"""

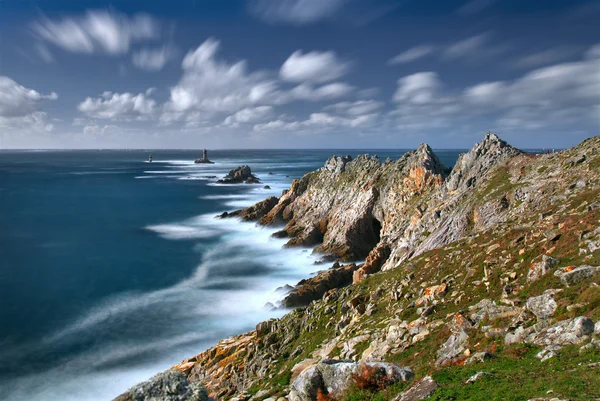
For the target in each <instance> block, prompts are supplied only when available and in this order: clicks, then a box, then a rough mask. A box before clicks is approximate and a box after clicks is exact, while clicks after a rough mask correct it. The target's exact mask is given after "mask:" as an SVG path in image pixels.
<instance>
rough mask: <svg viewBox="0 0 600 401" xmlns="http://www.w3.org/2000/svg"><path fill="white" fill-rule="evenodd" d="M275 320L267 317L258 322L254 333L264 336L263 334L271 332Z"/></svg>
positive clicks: (260, 335) (276, 319) (273, 325)
mask: <svg viewBox="0 0 600 401" xmlns="http://www.w3.org/2000/svg"><path fill="white" fill-rule="evenodd" d="M276 322H277V319H269V320H267V321H264V322H260V323H259V324H257V325H256V335H257V336H259V337H261V336H265V335H267V334H269V333H270V332H271V330H272V329H273V327H274V326H275V323H276Z"/></svg>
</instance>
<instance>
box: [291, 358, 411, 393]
mask: <svg viewBox="0 0 600 401" xmlns="http://www.w3.org/2000/svg"><path fill="white" fill-rule="evenodd" d="M413 376H414V375H413V373H412V371H411V370H410V369H409V368H406V367H399V366H397V365H395V364H392V363H386V362H366V363H356V362H352V361H344V360H333V359H325V360H323V361H321V362H319V363H318V364H316V365H314V366H312V367H310V368H308V369H305V370H304V371H303V372H302V373H300V374H299V375H298V377H296V379H295V380H294V381H293V382H292V384H291V386H290V394H289V399H290V401H314V400H316V399H317V394H318V393H323V394H329V395H332V396H334V397H341V396H343V395H344V394H345V393H346V392H347V391H348V389H350V388H351V387H352V386H353V385H356V383H357V381H360V382H361V383H363V384H365V383H368V382H369V381H372V382H373V383H385V384H387V385H392V384H394V383H397V382H399V381H407V380H408V379H410V378H411V377H413Z"/></svg>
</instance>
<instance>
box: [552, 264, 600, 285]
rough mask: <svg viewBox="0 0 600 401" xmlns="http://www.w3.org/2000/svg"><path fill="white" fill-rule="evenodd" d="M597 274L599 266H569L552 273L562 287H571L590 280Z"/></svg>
mask: <svg viewBox="0 0 600 401" xmlns="http://www.w3.org/2000/svg"><path fill="white" fill-rule="evenodd" d="M597 273H600V266H579V267H573V266H569V267H564V268H562V269H558V270H557V271H555V272H554V275H555V276H557V277H559V278H560V281H562V283H563V284H564V285H566V286H571V285H575V284H577V283H579V282H581V281H583V280H585V279H587V278H590V277H592V276H593V275H594V274H597Z"/></svg>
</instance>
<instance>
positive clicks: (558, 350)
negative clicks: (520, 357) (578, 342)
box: [535, 345, 562, 362]
mask: <svg viewBox="0 0 600 401" xmlns="http://www.w3.org/2000/svg"><path fill="white" fill-rule="evenodd" d="M561 349H562V347H561V346H559V345H548V346H546V347H545V348H544V349H543V350H541V351H540V352H538V353H537V354H536V355H535V357H536V358H538V359H539V360H540V362H544V361H547V360H548V359H550V358H554V357H555V356H557V355H558V351H560V350H561Z"/></svg>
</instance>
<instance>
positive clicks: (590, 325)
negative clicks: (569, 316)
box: [525, 316, 594, 345]
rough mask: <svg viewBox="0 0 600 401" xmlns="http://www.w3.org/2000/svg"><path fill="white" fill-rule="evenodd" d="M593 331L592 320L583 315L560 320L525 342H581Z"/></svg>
mask: <svg viewBox="0 0 600 401" xmlns="http://www.w3.org/2000/svg"><path fill="white" fill-rule="evenodd" d="M593 332H594V322H593V321H592V320H591V319H590V318H587V317H585V316H579V317H576V318H575V319H567V320H563V321H560V322H558V323H556V324H554V325H552V326H550V327H548V328H546V329H543V330H541V331H540V332H538V333H534V334H532V335H530V336H528V338H527V339H526V341H525V342H531V343H533V344H537V345H566V344H581V343H582V342H584V341H585V340H586V339H587V338H588V336H589V335H591V334H592V333H593Z"/></svg>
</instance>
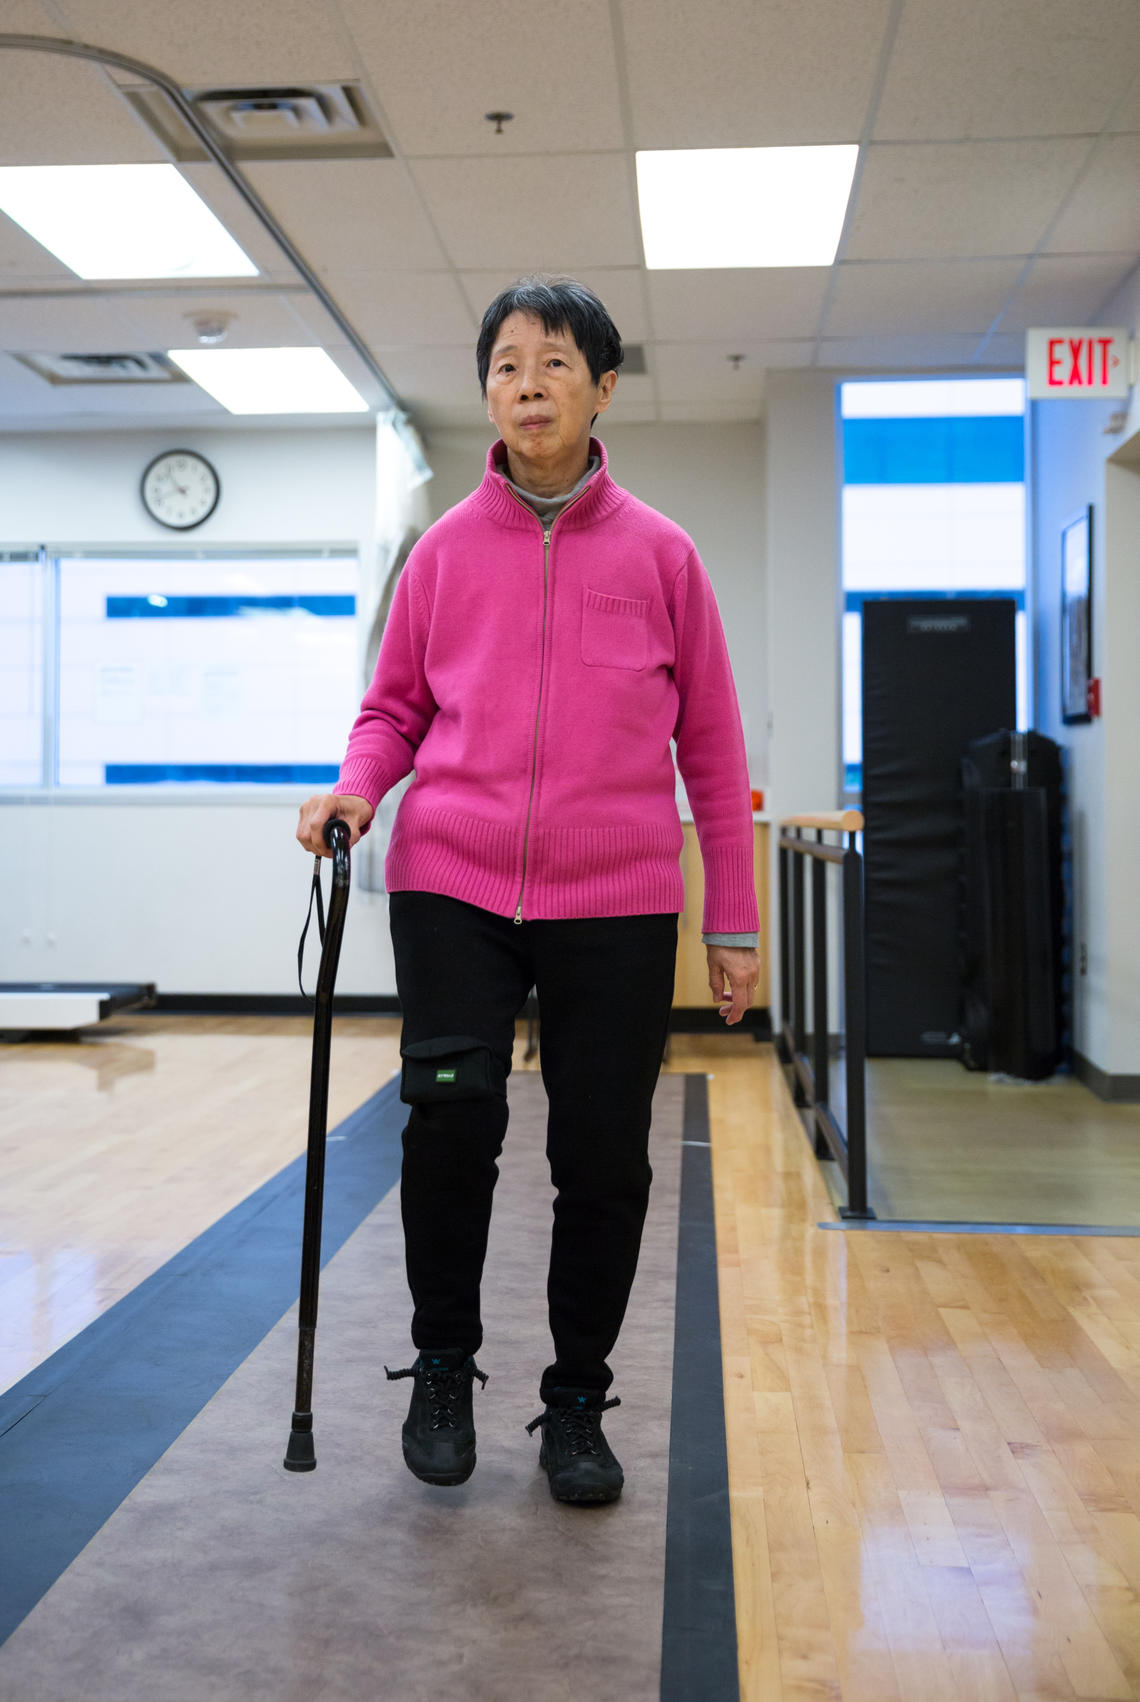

"""

#### [What to do]
I need the entries printed exactly, with each picture left out.

#### [Task solution]
For the target in each <instance> block, prompts are supplied only when available and in this order: clicks, then a box, then a rough mask. A box before clicks is approximate and a box after clicks is exact, while clicks after a rough mask correct it. The target's exact mask is given after "mask:" as an SVG path in image pixels.
<instance>
rough mask: <svg viewBox="0 0 600 401" xmlns="http://www.w3.org/2000/svg"><path fill="white" fill-rule="evenodd" d="M275 320L267 317L258 322L254 333L264 336L263 334L271 332Z"/></svg>
positive clicks: (260, 335) (276, 319) (273, 325)
mask: <svg viewBox="0 0 600 401" xmlns="http://www.w3.org/2000/svg"><path fill="white" fill-rule="evenodd" d="M276 322H277V319H269V320H267V321H264V322H260V323H259V324H257V325H256V335H257V336H259V337H261V336H265V335H267V334H269V333H270V332H271V330H272V329H273V327H274V326H275V323H276Z"/></svg>
</instance>
<instance>
box: [291, 358, 411, 393]
mask: <svg viewBox="0 0 600 401" xmlns="http://www.w3.org/2000/svg"><path fill="white" fill-rule="evenodd" d="M413 376H414V375H413V373H412V371H411V370H410V369H409V368H406V367H399V366H397V365H395V364H392V363H386V362H366V363H356V362H352V361H344V360H333V359H325V360H323V361H321V362H319V363H318V364H316V365H314V366H312V367H310V368H308V369H305V370H304V371H303V372H302V373H300V374H299V375H298V377H296V379H295V380H294V381H293V382H292V384H291V386H290V394H289V399H290V401H314V400H316V399H317V394H318V393H323V394H329V395H332V396H334V397H341V396H343V395H344V394H345V393H346V392H347V391H348V389H350V388H351V387H352V386H353V385H356V383H357V381H360V382H361V383H363V384H365V383H368V382H369V381H372V382H373V383H385V384H387V385H392V384H394V383H397V382H399V381H407V380H408V379H410V378H411V377H413Z"/></svg>
</instance>
<instance>
box: [552, 264, 600, 285]
rough mask: <svg viewBox="0 0 600 401" xmlns="http://www.w3.org/2000/svg"><path fill="white" fill-rule="evenodd" d="M597 274L599 266H569L552 273L562 287H571L590 280Z"/></svg>
mask: <svg viewBox="0 0 600 401" xmlns="http://www.w3.org/2000/svg"><path fill="white" fill-rule="evenodd" d="M597 273H600V266H579V267H573V266H569V267H564V268H562V269H558V270H557V271H555V272H554V275H555V276H557V277H559V278H560V281H562V283H563V284H564V285H566V286H571V285H575V284H577V283H579V282H581V281H583V280H585V279H587V278H590V277H592V276H593V275H594V274H597Z"/></svg>
</instance>
<instance>
positive clicks: (558, 350)
negative clicks: (520, 357) (578, 342)
box: [535, 345, 562, 362]
mask: <svg viewBox="0 0 600 401" xmlns="http://www.w3.org/2000/svg"><path fill="white" fill-rule="evenodd" d="M561 349H562V347H561V346H559V345H548V346H546V347H545V348H544V349H543V350H541V351H540V352H538V353H537V354H536V355H535V357H536V358H538V359H539V360H540V362H544V361H547V360H548V359H550V358H554V357H555V356H557V355H558V351H560V350H561Z"/></svg>
</instance>
<instance>
positive clicks: (590, 325)
negative clicks: (569, 316)
box: [525, 316, 594, 345]
rough mask: <svg viewBox="0 0 600 401" xmlns="http://www.w3.org/2000/svg"><path fill="white" fill-rule="evenodd" d="M593 331L592 320L583 315L560 320L525 342H581Z"/></svg>
mask: <svg viewBox="0 0 600 401" xmlns="http://www.w3.org/2000/svg"><path fill="white" fill-rule="evenodd" d="M593 332H594V322H593V321H592V320H591V319H590V318H587V317H585V316H579V317H576V318H575V319H567V320H563V321H560V322H558V323H556V324H554V325H552V326H550V327H548V328H546V329H543V330H541V331H540V332H538V333H534V334H532V335H530V336H528V338H527V339H526V341H525V342H531V343H533V344H537V345H566V344H581V343H582V342H584V341H585V340H586V339H587V338H588V336H589V335H591V334H592V333H593Z"/></svg>
</instance>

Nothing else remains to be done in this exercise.